Collection entries
________________________

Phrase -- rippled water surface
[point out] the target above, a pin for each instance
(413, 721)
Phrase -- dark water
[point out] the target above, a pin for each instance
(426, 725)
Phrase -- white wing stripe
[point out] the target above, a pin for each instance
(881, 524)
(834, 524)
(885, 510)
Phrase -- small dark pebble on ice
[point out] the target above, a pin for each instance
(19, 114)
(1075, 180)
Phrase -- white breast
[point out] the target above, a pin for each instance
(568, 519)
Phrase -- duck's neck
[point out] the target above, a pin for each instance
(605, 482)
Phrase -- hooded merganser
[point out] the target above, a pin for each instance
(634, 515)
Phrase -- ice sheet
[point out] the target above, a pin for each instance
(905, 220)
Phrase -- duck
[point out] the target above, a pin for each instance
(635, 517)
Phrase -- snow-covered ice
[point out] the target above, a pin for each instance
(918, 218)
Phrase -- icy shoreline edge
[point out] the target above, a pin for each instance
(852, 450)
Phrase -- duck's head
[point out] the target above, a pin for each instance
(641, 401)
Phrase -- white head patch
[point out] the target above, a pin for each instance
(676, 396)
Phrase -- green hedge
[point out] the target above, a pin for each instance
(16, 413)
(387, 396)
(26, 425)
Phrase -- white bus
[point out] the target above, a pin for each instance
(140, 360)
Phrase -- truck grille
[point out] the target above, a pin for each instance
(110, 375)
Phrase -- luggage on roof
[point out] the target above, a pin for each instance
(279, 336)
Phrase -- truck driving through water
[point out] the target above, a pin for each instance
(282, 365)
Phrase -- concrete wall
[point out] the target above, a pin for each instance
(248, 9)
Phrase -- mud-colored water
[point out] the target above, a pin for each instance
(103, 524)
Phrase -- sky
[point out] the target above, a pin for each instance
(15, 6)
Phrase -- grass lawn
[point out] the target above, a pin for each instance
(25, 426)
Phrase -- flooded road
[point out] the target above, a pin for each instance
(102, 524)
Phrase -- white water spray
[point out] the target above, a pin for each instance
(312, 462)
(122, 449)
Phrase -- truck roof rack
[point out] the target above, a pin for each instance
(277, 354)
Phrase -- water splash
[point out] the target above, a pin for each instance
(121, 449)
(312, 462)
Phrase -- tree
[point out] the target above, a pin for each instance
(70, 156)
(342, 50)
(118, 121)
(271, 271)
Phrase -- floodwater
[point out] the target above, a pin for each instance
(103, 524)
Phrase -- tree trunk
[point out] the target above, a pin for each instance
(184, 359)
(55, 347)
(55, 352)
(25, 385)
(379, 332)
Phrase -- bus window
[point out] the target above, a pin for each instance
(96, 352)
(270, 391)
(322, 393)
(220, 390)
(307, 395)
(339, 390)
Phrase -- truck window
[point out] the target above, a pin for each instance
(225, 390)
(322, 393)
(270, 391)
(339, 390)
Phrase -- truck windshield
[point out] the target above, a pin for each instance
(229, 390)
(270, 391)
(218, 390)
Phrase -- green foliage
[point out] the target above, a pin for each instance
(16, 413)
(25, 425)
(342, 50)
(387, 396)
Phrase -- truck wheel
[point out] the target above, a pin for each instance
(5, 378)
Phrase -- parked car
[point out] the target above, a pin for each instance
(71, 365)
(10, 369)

________________________

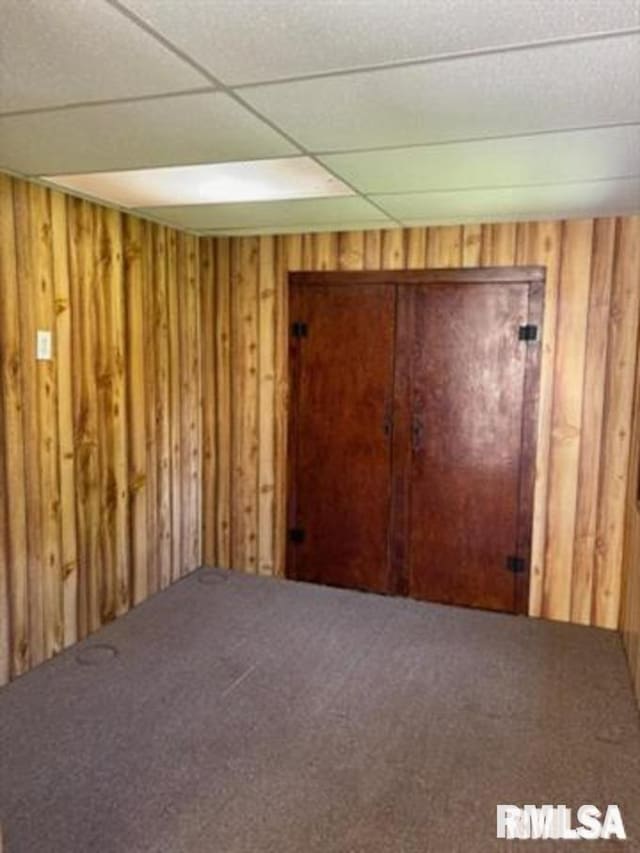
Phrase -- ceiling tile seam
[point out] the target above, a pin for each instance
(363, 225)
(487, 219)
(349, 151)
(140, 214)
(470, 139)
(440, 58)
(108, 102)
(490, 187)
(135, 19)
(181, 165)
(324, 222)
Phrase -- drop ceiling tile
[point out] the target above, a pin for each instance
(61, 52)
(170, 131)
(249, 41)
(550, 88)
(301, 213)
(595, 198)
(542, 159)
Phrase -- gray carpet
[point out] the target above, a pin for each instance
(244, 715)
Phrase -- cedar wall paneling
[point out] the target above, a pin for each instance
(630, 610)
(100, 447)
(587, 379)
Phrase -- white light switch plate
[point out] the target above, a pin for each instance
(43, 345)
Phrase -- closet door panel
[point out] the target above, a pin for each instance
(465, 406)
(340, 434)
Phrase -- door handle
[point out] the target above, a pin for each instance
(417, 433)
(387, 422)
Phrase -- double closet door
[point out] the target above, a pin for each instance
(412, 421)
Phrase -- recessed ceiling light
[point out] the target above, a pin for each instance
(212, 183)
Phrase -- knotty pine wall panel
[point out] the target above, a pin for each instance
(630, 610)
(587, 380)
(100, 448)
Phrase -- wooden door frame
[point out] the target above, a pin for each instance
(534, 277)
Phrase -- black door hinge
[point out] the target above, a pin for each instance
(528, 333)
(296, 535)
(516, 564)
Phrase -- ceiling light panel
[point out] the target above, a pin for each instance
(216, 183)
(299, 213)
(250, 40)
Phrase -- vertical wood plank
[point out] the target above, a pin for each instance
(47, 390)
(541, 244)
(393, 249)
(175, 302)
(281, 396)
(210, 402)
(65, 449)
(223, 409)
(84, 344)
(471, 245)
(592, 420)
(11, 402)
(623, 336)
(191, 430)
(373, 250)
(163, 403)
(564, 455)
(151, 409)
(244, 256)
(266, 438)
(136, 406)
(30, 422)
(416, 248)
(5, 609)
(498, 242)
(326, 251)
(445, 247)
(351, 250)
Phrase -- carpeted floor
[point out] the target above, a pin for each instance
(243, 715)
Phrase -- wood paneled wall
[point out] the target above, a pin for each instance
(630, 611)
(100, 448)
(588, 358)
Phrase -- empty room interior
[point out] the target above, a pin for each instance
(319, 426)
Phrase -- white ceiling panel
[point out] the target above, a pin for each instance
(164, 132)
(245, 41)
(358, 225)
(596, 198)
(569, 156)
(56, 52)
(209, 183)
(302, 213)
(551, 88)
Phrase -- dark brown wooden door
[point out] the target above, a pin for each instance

________________________

Filter the material above, keeping only the lines that contain the string "light", and copy each of those lines out.

Phrase -- white light switch plate
Phrase -- recessed ceiling light
Phrase -- ceiling light panel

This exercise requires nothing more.